Instructions for the task:
The string "blue" may appear in lines of the entries below. Report how many lines hold it, with only the number.

[Data extracted from a collection]
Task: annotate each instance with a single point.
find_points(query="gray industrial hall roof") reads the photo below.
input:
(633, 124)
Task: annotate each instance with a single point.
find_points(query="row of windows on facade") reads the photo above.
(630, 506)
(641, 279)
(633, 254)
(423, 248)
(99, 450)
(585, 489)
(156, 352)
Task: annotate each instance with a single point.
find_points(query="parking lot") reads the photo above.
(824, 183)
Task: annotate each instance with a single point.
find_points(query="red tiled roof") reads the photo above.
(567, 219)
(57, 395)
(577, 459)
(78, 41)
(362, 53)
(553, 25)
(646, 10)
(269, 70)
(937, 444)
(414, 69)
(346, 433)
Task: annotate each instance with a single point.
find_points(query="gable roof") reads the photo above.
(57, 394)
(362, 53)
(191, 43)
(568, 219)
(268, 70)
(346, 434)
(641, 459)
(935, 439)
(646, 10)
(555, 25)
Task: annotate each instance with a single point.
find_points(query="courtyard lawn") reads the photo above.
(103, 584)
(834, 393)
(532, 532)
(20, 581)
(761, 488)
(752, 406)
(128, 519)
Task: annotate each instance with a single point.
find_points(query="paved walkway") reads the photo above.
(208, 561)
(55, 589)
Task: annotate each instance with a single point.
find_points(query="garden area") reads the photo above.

---

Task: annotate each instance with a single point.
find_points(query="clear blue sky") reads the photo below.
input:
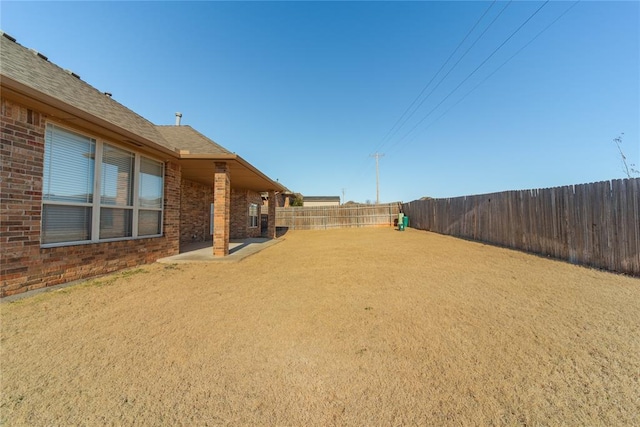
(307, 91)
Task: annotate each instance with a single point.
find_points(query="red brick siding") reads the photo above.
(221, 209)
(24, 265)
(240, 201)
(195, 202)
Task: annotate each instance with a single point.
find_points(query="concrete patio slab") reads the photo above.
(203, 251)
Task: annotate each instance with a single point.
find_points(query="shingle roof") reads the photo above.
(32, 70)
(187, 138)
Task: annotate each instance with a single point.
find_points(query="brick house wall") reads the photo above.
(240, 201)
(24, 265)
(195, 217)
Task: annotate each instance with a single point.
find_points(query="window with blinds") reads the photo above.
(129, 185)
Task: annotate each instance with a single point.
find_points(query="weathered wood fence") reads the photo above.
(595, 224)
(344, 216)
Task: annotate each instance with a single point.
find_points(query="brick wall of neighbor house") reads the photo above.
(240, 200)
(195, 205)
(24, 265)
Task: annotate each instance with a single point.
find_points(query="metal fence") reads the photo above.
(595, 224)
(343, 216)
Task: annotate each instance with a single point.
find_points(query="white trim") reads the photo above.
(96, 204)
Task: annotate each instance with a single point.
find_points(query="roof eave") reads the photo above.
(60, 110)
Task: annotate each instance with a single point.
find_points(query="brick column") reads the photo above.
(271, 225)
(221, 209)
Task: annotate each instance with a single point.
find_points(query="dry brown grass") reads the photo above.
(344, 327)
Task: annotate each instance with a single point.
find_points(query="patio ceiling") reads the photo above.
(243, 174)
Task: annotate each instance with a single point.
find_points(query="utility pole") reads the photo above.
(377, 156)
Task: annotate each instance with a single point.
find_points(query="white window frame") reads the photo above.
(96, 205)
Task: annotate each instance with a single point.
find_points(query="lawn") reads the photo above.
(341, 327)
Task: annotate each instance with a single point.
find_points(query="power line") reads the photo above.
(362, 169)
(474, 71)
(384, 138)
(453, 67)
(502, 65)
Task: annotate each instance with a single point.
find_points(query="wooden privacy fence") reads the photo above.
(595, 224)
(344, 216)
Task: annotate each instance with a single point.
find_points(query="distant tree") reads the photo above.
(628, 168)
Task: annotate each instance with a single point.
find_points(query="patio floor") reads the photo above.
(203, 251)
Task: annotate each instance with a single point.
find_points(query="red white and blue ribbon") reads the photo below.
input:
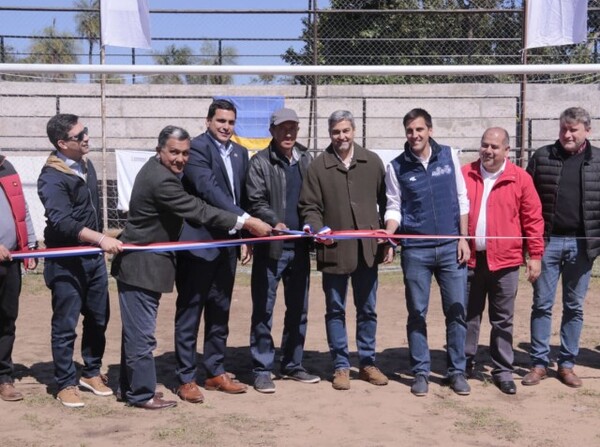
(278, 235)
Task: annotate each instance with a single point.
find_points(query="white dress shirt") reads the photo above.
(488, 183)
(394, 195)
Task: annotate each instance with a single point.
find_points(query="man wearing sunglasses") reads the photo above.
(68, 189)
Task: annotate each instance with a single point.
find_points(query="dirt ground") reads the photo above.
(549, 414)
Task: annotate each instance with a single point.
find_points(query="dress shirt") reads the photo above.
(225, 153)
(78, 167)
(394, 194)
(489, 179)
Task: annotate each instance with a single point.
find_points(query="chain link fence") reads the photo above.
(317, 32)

Response:
2